* **Consigne écrite**:
Recopiez sans aucune modification, dans le jugement ci-dessous, le passage qui s'ouvre sur les mots contenant « [2]        Toutefois, selon » et se termine par « d’être citoyen canadien. ».

Référence : 2008 CF 864

Ottawa (Ontario), le 11 juillet 2008

En présence du  juge en chef

 

 

ENTRE :

LE MINISTRE DE LA CITOYENNETÉ ET DE L’IMMIGRATION

demandeur

et

 

ISAAK FRIESEN

défendeur

 

 

MOTIFS DU JUGEMENT ET JUGEMENT

 

[1]        Le défendeur dans la présente instance, Isaak Friesen, est né le 2 juillet 1977 au Mexique. Il était Canadien à sa naissance car sa mère avait qualité de citoyenne canadienne lorsqu’il est né.

 

[2]        Toutefois, selon l’article 8 de la  Loi sur la citoyenneté, L.R.C. 1985, ch. C-29 (la Loi), M. Friesen avait l’obligation de demander à conserver sa citoyenneté avant l’âge de vingt-huit ans, soit avant le 2 juillet 2005. Il a omis de le faire. À partir de cette date-là,  M. Friesen a cessé d’être citoyen canadien.

 

[3]        C’est seulement dix jours plus tard qu’il a demandé à conserver sa citoyenneté.

 

[4]        En réponse à la demande de M. Friesen de conserver sa citoyenneté canadienne dix jours après l’avoir perdue, le juge principal de la citoyenneté a décidé que M. Friesen devait néanmoins avoir une entrevue avec un juge de la citoyenneté afin que ce dernier décide si l’exercice du pouvoir discrétionnaire en vertu du paragraphe 5(4) de la Loi devait être recommandé :

 

5(4) Afin de remédier à une situation particulière et inhabituelle de détresse [] le gouverneur en conseil a le pouvoir discrétionnaire, malgré les autres dispositions de la présente loi, d’ordonner au ministre d’attribuer la citoyenneté à toute personne qu’il désigne; le ministre procède alors sans délai à l’attribution.

* **Données présentées**:

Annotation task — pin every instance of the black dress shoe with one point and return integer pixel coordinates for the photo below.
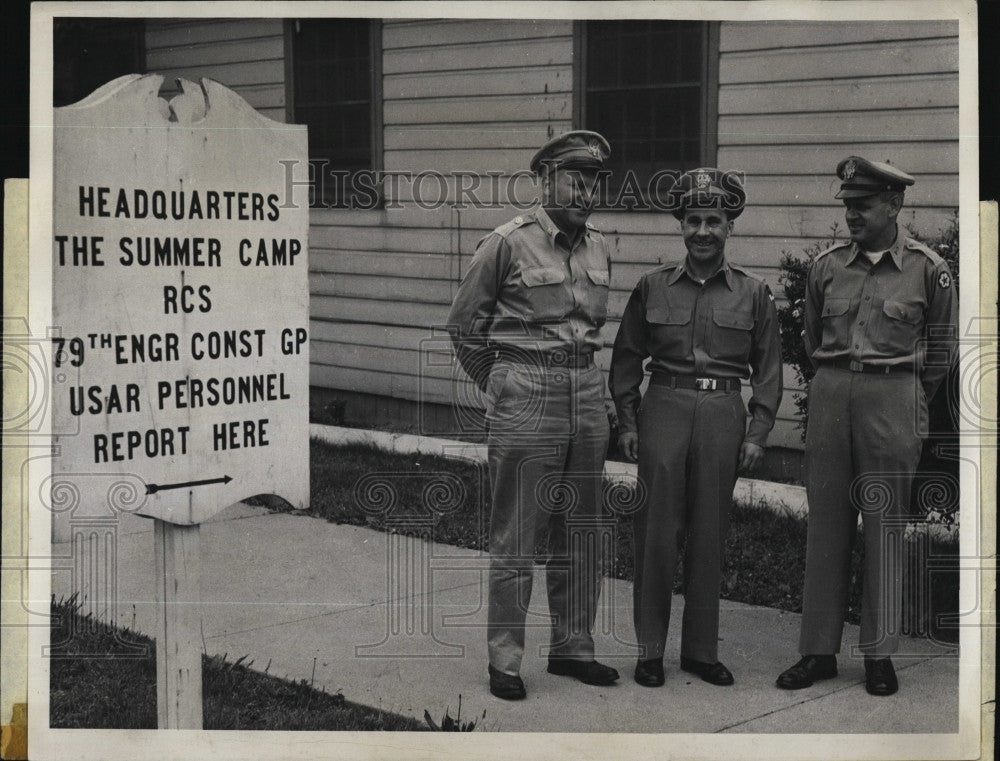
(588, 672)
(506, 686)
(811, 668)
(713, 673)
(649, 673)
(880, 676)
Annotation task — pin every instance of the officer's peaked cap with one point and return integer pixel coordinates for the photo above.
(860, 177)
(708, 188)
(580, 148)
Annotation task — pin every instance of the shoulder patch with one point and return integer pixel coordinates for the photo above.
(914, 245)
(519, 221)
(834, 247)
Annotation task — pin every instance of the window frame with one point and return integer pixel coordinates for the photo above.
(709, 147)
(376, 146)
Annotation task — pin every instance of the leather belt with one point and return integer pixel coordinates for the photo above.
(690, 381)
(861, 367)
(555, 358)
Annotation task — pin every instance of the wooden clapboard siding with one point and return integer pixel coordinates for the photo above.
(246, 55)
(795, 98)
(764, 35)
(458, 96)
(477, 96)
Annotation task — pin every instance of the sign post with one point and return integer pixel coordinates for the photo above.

* * *

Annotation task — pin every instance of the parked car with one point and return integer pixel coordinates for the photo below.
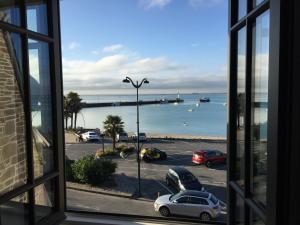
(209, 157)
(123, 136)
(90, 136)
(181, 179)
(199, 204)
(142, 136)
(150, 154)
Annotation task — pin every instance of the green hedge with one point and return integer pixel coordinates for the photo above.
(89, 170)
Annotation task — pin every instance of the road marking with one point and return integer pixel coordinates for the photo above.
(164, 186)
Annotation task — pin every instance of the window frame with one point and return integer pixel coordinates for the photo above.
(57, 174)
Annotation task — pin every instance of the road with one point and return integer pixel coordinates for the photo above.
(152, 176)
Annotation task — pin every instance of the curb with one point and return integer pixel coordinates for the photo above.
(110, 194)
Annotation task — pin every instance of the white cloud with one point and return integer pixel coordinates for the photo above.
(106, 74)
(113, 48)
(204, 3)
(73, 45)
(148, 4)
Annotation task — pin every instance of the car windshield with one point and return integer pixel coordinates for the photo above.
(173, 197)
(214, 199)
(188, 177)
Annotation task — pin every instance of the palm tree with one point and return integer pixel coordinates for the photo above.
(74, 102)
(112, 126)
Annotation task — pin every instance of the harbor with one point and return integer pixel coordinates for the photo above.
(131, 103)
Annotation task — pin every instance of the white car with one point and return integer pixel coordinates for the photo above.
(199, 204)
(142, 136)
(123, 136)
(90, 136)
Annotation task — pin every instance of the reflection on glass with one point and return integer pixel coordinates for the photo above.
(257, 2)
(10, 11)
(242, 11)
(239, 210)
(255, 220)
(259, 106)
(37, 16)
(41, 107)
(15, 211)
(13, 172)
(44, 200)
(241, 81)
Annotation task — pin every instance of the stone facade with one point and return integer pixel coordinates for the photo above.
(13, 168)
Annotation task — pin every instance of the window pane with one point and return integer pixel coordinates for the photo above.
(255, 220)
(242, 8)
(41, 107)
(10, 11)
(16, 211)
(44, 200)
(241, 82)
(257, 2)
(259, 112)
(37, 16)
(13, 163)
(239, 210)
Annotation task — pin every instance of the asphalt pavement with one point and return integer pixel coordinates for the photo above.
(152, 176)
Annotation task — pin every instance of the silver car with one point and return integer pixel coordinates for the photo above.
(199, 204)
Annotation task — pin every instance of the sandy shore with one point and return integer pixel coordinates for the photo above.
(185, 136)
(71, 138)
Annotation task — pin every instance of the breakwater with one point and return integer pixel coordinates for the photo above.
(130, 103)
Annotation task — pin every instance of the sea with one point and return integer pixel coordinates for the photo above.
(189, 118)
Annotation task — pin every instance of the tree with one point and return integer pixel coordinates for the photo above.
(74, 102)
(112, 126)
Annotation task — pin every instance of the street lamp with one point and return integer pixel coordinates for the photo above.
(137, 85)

* **Solution proposée**:
[2]        Toutefois, selon l’article 8 de la  Loi sur la citoyenneté, L.R.C. 1985, ch. C-29 (la Loi), M. Friesen avait l’obligation de demander à conserver sa citoyenneté avant l’âge de vingt-huit ans, soit avant le 2 juillet 2005. Il a omis de le faire. À partir de cette date-là,  M. Friesen a cessé d’être citoyen canadien.